## [TASK ITEM]
Search the data for the word "standing". Reproduce every line where it is found.

Start of DATA RECORDS

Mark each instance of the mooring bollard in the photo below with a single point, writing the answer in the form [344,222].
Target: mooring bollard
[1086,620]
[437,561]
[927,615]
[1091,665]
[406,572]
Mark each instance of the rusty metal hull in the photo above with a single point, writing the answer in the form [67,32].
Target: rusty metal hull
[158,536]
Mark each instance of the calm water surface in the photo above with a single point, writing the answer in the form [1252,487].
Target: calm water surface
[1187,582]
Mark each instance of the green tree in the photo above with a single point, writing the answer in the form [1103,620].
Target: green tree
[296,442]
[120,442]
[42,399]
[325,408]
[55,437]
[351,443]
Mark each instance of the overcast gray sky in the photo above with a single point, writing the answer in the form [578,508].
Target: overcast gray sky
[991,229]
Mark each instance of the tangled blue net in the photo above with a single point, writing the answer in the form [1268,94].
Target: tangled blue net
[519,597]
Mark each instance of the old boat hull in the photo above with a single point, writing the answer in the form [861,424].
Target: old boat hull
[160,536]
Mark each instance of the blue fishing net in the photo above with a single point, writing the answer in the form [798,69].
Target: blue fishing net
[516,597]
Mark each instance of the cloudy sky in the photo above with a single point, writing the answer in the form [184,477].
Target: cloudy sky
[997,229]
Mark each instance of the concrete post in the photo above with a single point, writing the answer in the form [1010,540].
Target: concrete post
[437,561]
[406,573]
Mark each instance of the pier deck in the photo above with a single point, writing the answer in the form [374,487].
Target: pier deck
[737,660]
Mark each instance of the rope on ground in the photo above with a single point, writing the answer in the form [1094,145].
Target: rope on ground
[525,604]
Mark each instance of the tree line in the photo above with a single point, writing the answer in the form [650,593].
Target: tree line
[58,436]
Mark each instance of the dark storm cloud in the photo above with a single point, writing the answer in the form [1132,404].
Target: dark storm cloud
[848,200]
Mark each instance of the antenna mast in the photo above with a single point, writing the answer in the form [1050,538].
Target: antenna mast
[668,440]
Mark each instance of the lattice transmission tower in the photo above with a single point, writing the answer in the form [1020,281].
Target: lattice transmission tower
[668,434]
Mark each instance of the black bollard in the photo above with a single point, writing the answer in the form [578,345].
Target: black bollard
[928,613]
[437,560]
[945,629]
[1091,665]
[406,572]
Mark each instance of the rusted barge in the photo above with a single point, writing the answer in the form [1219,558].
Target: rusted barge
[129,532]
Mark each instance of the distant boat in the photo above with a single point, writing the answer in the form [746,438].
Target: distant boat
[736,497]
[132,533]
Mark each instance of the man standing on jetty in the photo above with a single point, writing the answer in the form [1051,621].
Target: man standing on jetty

End of DATA RECORDS

## [FINISHED EXERCISE]
Mark each instance of the man standing on jetty in the photo above with a single point, writing the answer in the form [1051,621].
Target: man standing on jetty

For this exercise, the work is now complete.